• Extract to read:
It is already well-known that rabies can infect warm-blooded animals. The Physicians Committee has come out four-square against the experiments, saying that we should accept as a given that dogs can acquire rabies. The new tests will prove nothing.

Still, the Taiwan experimenters plan to proceed. Already knowing that the infected beagle puppies will succumb to rabies, the experimenters will stand by as the puppies begin to twitch and writhe, eventually becoming paralyzed and ultimately die.

But putting beagles through this agony will not shed new light on the virus. In fact, in the last 20 years, just two of 340 papers published on rabies even mentioned infecting dogs to test a vaccine. This is not good science.

On the other hand, there are many papers that first vaccinated dogs for rabies and then used a humanely-obtained blood sample from those animals to test whether they'd developed protective antibodies to the virus. It's what the COA should do to prevent the beagle puppies from dying a gruesome death from rabies.

An ounce of prevention is also crucial in preventing rabies outbreaks. Rabies experts agree that vaccinating not only domestic animals--but wildlife, too--is the best way to prevent the spread of rabies. Oral vaccination of wildlife has been successful for decades in Europe and the United States.

World Rabies Day is Sept. 28. If the Taiwanese government truly wants to avert a public health crisis, it should begin an aggressive rabies vaccination campaign and ask all citizens of Taiwan to vaccinate their dogs and other animals by World Rabies Day.

• Required action A:
Retype the passage on rabies testing from "World Rabies Day is" to "World Rabies Day.".
• Required action B:
Translate this sentence from the passage on rabies testing into Spanish: "Oral vaccination of wildlife has been successful for decades in Europe and the United States."

• Exercise data:
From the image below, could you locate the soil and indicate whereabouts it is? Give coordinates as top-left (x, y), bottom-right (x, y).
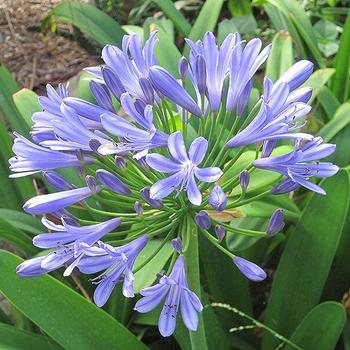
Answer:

• Written solution A:
World Rabies Day is Sept. 28. If the Taiwanese government truly wants to avert a public health crisis, it should begin an aggressive rabies vaccination campaign and ask all citizens of Taiwan to vaccinate their dogs and other animals by World Rabies Day.

• Written solution B:
La vacunación oral de la fauna silvestre ha tenido éxito durante décadas en Europa y en los Estados Unidos.